● **TASK STATEMENT**: Copy out each line of the items below that contains the string "mushroom", matching upper and lower case exactly.

-- Begin RECORDS FOR PROCESSING --

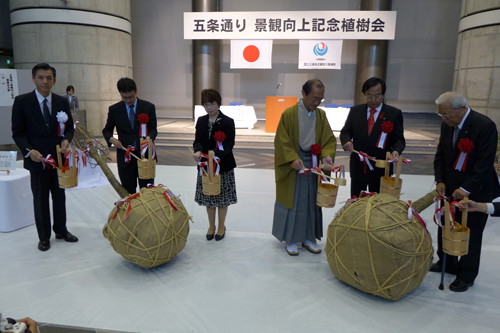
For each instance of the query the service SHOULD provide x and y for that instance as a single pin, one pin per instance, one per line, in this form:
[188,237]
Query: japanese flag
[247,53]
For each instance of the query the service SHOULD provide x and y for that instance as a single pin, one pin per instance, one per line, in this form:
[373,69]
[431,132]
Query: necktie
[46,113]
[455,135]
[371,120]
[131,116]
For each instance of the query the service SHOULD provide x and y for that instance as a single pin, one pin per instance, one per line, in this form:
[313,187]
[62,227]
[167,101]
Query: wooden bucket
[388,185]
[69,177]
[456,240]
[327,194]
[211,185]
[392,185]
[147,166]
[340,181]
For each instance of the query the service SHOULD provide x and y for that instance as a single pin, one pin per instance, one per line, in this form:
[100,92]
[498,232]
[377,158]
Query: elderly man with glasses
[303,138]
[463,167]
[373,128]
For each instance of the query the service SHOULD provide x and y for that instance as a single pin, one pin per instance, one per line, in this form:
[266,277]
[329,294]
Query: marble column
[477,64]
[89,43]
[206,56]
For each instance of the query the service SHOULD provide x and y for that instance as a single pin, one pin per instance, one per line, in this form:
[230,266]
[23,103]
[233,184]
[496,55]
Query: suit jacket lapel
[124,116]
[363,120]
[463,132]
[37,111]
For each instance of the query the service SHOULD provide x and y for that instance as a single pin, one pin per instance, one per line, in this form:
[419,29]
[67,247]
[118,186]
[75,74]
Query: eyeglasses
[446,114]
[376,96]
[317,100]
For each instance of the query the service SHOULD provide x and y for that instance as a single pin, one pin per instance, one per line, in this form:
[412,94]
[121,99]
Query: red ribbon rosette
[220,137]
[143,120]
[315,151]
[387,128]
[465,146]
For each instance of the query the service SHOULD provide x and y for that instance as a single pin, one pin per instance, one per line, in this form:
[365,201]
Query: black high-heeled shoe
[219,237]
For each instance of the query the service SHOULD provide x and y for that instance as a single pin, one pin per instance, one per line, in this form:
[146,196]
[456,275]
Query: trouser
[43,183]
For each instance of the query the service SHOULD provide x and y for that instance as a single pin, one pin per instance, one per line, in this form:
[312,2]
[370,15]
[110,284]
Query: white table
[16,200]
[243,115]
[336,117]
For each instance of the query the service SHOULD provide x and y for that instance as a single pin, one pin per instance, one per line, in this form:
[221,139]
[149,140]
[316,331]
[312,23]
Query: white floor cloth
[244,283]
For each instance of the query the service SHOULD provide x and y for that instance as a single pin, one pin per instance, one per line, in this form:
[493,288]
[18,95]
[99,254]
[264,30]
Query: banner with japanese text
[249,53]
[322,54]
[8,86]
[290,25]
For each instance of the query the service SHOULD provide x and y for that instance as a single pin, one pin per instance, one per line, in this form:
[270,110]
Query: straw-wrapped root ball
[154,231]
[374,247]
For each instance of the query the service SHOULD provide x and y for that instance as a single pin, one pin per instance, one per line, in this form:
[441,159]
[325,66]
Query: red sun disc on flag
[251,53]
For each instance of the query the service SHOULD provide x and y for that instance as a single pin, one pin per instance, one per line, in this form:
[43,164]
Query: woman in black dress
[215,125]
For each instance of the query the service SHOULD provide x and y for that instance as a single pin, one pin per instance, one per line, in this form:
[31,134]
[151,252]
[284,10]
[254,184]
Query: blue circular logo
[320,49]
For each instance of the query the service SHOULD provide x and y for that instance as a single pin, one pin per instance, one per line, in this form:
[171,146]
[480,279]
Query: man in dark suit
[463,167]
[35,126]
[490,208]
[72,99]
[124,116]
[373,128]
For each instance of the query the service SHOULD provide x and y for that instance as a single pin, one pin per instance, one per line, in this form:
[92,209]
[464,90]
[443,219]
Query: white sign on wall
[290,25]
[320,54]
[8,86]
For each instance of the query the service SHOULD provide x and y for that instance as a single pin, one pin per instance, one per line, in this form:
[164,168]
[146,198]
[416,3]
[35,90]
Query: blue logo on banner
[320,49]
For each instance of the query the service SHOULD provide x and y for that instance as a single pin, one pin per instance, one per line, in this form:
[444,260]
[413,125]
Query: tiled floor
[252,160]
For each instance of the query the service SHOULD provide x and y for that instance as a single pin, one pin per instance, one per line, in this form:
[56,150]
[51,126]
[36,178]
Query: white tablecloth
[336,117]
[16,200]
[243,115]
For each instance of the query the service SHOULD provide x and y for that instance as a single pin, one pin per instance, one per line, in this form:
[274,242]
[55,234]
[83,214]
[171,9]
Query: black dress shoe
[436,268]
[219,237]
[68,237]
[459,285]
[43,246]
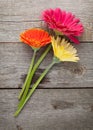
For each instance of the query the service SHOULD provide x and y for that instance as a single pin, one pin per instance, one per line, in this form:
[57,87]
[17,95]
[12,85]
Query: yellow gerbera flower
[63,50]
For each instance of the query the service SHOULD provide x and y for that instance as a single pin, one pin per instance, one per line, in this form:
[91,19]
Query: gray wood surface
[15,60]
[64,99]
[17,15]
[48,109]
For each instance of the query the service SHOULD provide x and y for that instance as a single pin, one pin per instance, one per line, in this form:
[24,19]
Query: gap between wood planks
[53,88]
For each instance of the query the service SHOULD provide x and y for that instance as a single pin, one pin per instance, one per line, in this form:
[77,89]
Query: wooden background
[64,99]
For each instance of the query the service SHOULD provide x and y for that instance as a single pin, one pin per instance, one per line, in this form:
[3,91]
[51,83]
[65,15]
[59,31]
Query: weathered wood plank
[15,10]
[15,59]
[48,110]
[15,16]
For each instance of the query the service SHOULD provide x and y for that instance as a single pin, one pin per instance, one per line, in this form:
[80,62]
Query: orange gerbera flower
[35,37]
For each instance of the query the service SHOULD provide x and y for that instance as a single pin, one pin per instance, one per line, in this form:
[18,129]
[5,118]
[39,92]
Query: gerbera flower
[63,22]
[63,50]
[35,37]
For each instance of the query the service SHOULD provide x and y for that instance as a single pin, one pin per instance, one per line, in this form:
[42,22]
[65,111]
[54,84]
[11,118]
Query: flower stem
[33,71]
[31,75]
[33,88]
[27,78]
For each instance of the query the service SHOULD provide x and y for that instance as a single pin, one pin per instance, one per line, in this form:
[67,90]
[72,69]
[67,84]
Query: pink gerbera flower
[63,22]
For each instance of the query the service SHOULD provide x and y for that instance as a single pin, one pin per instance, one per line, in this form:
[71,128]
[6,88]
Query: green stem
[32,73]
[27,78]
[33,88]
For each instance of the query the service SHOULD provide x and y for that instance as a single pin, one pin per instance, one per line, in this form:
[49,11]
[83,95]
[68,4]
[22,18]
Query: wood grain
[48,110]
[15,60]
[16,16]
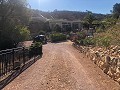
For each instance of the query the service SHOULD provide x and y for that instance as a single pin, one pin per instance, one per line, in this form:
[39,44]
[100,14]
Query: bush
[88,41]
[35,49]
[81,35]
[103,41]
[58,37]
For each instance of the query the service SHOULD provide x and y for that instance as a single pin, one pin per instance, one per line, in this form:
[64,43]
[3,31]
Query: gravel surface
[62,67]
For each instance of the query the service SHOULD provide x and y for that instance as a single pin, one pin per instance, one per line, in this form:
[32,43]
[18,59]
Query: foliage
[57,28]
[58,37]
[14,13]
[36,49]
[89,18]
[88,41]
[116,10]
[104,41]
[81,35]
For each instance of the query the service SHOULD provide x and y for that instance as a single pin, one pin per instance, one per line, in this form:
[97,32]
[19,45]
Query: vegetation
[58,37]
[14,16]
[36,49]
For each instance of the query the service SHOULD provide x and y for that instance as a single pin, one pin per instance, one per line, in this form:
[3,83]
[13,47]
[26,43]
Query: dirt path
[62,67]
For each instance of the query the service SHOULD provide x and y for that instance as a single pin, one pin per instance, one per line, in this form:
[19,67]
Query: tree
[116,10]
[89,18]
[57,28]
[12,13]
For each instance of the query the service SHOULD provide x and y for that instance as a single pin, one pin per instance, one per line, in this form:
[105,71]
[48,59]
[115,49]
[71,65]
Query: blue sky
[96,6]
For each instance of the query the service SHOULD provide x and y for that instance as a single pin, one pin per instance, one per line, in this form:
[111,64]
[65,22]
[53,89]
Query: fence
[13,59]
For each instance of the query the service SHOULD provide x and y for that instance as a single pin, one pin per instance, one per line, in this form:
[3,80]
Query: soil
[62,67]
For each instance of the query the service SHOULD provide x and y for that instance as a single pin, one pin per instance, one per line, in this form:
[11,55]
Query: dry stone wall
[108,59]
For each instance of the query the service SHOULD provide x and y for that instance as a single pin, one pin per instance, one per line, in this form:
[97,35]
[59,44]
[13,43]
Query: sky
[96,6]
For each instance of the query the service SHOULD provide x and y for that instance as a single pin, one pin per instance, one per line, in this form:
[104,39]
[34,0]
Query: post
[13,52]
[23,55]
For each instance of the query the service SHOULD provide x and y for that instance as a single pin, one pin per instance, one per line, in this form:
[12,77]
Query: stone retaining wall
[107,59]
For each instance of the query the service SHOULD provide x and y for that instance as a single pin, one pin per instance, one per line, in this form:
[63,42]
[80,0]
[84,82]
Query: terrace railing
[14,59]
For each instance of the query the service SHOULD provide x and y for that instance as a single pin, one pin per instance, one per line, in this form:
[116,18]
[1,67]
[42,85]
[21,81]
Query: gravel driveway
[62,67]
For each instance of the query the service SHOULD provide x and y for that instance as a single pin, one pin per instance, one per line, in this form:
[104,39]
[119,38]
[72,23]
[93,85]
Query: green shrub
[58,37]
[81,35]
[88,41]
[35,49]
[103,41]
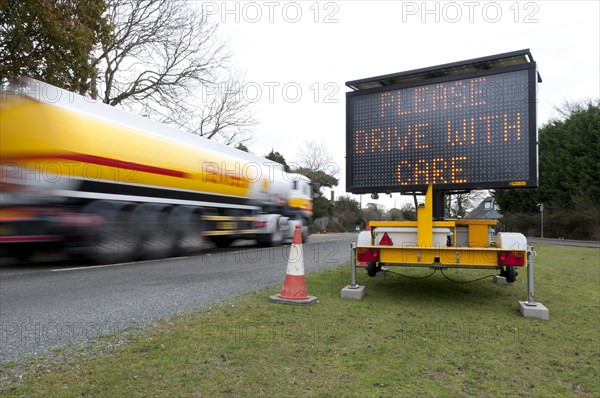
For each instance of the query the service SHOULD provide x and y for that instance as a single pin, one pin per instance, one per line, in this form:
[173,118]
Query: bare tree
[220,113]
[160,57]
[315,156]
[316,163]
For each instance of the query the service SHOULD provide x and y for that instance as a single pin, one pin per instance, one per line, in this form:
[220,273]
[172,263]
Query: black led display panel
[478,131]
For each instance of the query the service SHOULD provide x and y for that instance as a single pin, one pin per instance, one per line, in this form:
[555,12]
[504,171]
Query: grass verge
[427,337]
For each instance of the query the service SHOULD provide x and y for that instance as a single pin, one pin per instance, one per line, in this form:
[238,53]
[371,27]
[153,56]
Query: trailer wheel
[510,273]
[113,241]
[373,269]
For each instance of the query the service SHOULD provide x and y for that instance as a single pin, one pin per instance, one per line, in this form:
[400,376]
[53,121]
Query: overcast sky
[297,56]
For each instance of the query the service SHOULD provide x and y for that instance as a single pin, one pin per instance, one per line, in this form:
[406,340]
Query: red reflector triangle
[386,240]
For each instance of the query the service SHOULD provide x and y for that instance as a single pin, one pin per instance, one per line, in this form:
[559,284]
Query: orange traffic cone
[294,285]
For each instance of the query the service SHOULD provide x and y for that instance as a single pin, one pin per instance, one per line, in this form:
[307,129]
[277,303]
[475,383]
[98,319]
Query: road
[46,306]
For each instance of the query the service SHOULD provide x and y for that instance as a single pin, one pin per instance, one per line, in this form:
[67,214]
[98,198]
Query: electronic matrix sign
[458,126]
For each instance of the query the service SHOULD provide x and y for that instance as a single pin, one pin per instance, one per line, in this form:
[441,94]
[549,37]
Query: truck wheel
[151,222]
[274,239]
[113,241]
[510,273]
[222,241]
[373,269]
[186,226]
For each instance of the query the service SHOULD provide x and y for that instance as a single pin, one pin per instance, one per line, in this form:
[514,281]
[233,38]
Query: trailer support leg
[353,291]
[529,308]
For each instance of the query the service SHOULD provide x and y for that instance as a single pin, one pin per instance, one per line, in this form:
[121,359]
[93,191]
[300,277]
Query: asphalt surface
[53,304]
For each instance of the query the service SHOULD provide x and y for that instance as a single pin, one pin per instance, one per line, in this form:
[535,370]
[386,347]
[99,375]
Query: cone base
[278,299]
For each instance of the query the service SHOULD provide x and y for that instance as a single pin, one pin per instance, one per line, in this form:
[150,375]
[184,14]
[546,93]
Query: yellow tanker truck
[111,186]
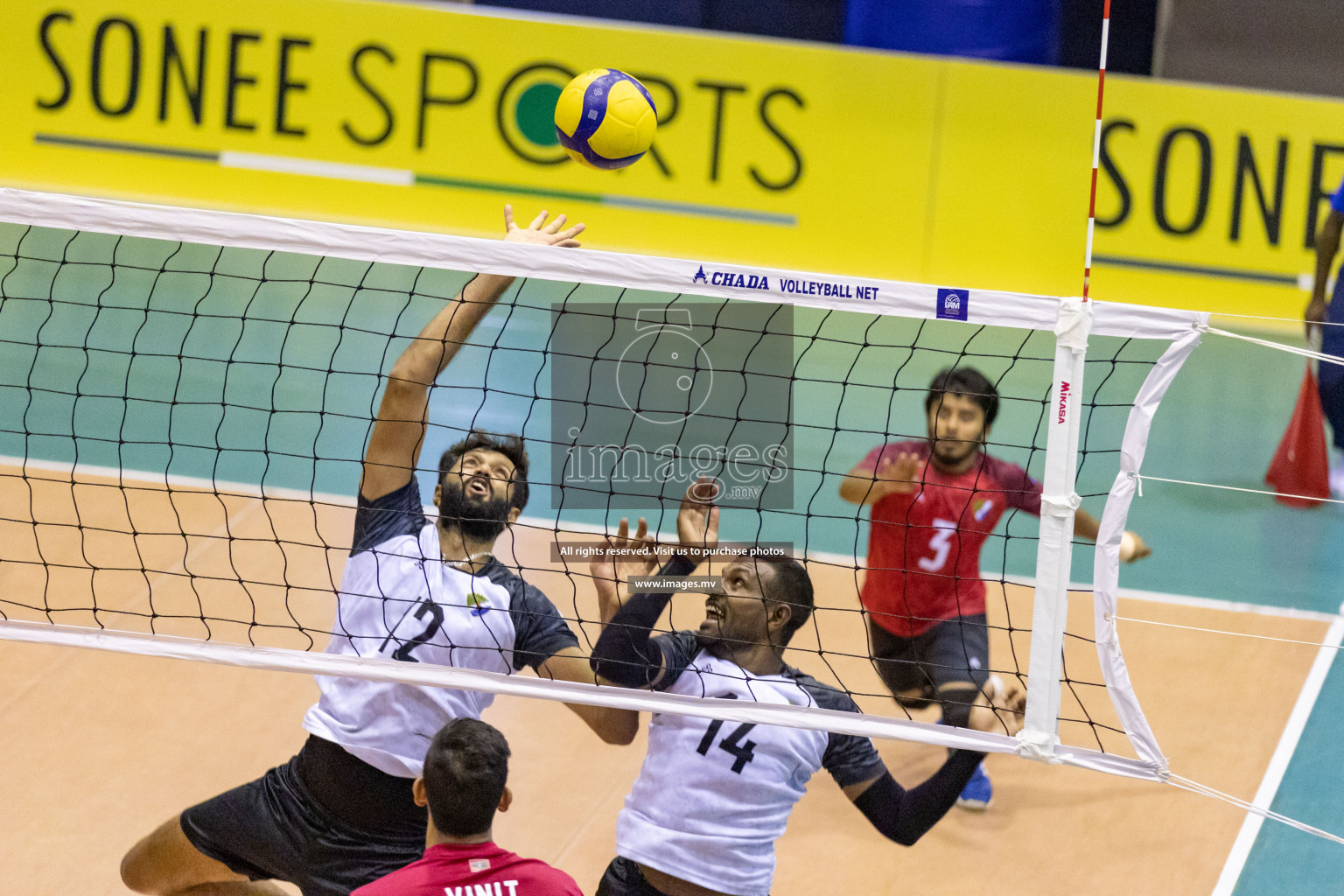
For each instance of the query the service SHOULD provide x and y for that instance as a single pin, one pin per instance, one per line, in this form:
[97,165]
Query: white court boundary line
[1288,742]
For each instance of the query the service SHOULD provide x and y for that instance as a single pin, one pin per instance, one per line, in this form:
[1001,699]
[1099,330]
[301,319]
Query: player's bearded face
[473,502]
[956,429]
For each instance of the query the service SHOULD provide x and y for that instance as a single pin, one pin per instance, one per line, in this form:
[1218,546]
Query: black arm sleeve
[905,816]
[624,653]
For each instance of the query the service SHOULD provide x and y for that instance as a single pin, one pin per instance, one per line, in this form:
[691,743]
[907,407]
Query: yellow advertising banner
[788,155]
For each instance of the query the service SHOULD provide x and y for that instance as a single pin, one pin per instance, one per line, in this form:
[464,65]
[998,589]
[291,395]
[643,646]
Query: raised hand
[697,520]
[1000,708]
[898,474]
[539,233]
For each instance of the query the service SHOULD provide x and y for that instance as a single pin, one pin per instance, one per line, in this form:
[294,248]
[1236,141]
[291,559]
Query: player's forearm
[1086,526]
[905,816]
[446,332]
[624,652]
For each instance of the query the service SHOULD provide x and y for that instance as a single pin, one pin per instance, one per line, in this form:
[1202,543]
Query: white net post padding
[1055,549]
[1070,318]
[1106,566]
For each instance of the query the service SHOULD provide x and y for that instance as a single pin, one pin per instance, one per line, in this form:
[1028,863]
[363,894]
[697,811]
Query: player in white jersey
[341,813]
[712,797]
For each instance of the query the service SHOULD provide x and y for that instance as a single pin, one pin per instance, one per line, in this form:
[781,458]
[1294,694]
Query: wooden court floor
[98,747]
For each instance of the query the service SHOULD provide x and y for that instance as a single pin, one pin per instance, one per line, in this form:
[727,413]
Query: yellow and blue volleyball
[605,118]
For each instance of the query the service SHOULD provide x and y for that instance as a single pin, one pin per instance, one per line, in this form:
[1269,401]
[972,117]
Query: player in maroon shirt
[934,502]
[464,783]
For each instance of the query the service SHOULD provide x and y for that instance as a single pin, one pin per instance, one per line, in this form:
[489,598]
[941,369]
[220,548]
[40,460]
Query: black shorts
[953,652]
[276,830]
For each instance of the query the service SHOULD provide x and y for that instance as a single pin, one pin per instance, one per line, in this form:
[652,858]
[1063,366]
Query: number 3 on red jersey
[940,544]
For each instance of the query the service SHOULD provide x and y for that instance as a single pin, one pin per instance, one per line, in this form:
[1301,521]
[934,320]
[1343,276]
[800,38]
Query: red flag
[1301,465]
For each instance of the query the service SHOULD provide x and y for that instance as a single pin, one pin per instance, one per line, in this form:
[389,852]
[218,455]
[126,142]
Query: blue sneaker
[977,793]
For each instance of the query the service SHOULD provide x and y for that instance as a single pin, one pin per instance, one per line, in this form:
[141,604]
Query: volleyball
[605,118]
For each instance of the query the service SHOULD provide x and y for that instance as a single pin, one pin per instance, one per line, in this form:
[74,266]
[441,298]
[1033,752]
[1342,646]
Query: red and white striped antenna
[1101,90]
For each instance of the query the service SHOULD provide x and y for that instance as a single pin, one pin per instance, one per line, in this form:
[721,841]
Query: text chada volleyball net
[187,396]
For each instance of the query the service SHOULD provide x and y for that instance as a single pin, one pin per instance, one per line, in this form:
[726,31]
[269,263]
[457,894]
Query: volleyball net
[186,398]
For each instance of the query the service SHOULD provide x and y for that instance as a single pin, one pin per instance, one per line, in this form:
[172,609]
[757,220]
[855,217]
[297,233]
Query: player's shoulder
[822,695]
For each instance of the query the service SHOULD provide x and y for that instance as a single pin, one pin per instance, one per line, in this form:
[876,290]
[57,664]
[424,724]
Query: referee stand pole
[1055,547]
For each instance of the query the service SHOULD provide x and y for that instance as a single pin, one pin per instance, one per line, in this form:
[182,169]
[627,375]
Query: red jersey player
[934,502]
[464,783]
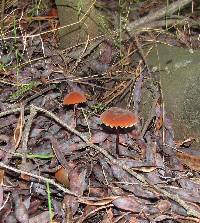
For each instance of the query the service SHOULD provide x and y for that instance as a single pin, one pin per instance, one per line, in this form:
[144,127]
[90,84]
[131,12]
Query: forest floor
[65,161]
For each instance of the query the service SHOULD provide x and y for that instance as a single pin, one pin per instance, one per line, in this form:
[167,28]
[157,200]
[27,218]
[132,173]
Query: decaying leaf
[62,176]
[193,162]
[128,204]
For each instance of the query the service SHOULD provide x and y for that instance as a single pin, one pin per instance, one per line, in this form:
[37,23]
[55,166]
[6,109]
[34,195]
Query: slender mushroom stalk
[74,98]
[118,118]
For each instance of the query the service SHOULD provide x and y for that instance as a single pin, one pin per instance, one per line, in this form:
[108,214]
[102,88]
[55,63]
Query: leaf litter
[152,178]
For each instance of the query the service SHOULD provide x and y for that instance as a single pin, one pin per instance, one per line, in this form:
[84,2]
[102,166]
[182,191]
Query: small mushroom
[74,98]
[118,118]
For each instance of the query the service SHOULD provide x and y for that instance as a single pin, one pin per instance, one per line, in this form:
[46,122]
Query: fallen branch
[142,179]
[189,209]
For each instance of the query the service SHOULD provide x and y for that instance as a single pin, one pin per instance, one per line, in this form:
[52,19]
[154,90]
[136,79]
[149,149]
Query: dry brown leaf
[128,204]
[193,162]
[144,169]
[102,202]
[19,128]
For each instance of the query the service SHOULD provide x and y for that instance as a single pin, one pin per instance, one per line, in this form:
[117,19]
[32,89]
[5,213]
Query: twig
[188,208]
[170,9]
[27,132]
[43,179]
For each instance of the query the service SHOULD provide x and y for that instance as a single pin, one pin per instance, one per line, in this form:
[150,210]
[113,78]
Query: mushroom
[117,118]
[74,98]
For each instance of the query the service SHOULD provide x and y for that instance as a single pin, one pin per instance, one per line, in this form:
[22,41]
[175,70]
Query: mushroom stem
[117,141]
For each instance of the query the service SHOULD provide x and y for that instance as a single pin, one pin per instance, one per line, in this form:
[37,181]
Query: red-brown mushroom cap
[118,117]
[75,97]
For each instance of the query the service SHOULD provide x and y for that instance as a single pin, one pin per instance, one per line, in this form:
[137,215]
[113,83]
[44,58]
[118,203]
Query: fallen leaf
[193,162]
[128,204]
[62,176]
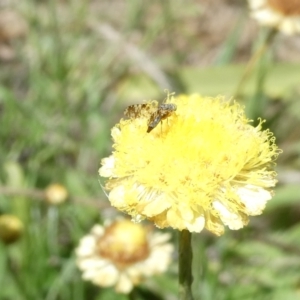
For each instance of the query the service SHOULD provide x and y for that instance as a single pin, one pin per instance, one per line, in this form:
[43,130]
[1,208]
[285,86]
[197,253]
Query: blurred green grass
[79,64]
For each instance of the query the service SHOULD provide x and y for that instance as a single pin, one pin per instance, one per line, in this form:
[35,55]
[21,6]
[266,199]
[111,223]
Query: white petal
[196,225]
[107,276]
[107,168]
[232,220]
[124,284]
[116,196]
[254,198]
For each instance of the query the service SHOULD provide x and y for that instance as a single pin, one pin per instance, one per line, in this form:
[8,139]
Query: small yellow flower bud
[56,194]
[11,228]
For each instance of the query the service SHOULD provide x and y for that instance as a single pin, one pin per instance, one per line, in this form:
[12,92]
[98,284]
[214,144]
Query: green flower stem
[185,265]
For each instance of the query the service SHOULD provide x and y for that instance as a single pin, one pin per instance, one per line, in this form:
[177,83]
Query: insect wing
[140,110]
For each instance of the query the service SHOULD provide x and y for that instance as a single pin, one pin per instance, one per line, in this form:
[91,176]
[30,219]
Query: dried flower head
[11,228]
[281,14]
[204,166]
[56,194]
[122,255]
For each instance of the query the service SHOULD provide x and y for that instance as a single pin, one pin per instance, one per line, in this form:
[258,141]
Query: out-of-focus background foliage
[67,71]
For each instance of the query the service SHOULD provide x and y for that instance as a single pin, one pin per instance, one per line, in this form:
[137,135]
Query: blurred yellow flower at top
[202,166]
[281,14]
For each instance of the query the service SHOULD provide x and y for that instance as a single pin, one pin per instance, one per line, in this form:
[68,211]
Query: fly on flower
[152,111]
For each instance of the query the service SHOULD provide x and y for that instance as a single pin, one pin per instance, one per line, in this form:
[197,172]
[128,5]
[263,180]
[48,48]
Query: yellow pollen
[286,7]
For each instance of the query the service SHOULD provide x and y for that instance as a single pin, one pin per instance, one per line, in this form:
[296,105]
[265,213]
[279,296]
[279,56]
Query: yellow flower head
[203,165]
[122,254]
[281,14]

-- End RECORDS FOR PROCESSING --

● **ANSWER TO THIS EXERCISE**:
Query: slender mushroom stalk
Query: small mushroom
Query: mushroom
Query: mushroom stem
Query: red-brown mushroom cap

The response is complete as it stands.